EXERCISE TASK: Update the material below by replacing "white plastic roll" with "white plastic tube" every time it appears, and keep all other text the same.

---+---

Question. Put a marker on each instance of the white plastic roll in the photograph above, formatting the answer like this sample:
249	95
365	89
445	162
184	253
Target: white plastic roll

---+---

EXERCISE ANSWER:
Question. Put a marker on each instance of the white plastic tube in the photograph above, formatting the answer like this sample:
249	95
365	89
445	162
184	253
Target: white plastic tube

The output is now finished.